▶ [STATED TASK] Copy the passage on felling timber from "Is all of that" up to and including "fine with me.", substituting "stubs" for "stumps".

▶ [SELECTED PASSAGE]

══════════════════════════════

I agree with the kid though. You could be gettin a lot more wood on the ground. Don't limit yourself to faces. Depth, type, dutchman for swing cuts. Not every tree gets the same cuts and wedges have their limit (beating the hell out of them is over-rated). Every tree is different and can be cut differently. Theres a whole lot you could be doing to increase your production. 32" bar and a serious single bit for starters. Figuring out your limits on how far you can swing one or what you can do with a leaner. Cutting the compression side first. Bore on heavy headed leaners that might chair only or only when you need to. Swing through the back cut on the rest. Cut form one side, etc. Look up occasionaly! #### happens. Its it worth cuttin all the flairs off or just cutting it up a little higher? I may sound like a #### and you've got a hell of a nice set up, but I think you could really make it top notch with a few adjustments.

? Well what are you guys calling high production. In this timber, that has both trees of this size and then a few 19-24" trees and then 4 trees about this size. I can get 6-13 trees per hour down and topped. There are of course some that get hung and such, but easily I can maintain 8-10 trees per hour throughout a day in this style of timber. I know because I keep pretty close records. Here I am using 660's and 28" bars. That is actually my favorite setup for less steep hills and decent trees.

When I go cut, I don' start the skidder and cut three trees and pull three trees and cutt three trees and skid three trees. I go cut 30-60 trees one day and we pull them out the next day or the skidders move in days later and pull everything out, while the cutter/s go somewhere else. I don't really like cutting around skidders and I don't want the skidders bothered by me.

My personally best was a 100% Cherry tree job I bought and sold the timber in Wisconsin. I cut 98 trees in 6.5 hours. Again, these were butter soft cherry trees and they had zero branches, literally cut and top = 2 cuts. They were 20" trees +/- 4".

I don't always bore cut. I like to bore cut, but I run around some of them, use wedges on some, but only to assist in a slight increase in control or to get a little more angle out of a leaner that I want to go slightly different.

I'm sure I could cut a lot faster, but you have to understand that as the owner and direct benefactor of increased skidder production and smoothness of their operation, I don't mind sacrificing speed on my or the cutters behalf. I don't see that as important as fast skidding. I could be wrong, but skidders make $100-500 per hour, while a cutter slow, fast or super fast, $30-100. So I would like to take the time and make sure the butts are easily lined up to the logging trail or trim any knots or branches off that might hangup on a turn and break something, or cut down trees that I already know will cause the skidder to have a problem.

Is all of that slower, I might win some points, while loosing some others in the course of the whole operation, but I can say that a tract of my cut timber looks very, very clean and professional with most if not all stumps low, level and clean. I can say that in slow times of economy or timber value over the last 6 years, my machines have stayed working when I wanted/needed them to. If that is the price I pay for supposively cutting the trees a little slower, that is fine with me.

══════════════════════════════

▶ [EXTRACTED ENTRIES]
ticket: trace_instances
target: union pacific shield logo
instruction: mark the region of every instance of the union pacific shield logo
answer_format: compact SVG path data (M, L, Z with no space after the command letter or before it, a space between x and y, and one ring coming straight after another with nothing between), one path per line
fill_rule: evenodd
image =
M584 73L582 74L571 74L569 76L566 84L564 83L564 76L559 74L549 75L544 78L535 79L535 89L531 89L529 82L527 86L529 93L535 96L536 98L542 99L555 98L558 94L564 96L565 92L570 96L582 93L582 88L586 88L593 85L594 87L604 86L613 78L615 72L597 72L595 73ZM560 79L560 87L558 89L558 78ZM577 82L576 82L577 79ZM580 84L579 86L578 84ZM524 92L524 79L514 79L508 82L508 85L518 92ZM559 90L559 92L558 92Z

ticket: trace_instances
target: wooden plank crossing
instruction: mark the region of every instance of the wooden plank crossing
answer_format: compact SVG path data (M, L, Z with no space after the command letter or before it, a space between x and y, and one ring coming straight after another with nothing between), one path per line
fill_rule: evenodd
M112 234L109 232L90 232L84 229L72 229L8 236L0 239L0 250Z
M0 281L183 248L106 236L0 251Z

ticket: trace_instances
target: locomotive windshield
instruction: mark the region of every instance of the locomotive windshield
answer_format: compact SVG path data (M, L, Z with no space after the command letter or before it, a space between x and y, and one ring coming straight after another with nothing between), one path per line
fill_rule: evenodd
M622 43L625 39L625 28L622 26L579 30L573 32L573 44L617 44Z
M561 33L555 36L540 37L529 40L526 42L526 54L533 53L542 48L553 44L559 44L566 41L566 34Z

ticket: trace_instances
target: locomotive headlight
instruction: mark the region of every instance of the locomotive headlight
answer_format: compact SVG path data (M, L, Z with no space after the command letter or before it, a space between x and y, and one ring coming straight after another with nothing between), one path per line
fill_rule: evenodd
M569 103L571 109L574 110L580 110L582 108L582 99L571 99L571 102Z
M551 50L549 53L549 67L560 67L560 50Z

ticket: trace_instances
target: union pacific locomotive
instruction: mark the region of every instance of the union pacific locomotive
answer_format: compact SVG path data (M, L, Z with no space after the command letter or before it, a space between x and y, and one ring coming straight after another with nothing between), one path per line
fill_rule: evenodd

══════════════════════════════

▶ [RESPONSE BELOW]
Is all of that slower, I might win some points, while loosing some others in the course of the whole operation, but I can say that a tract of my cut timber looks very, very clean and professional with most if not all stubs low, level and clean. I can say that in slow times of economy or timber value over the last 6 years, my machines have stayed working when I wanted/needed them to. If that is the price I pay for supposively cutting the trees a little slower, that is fine with me.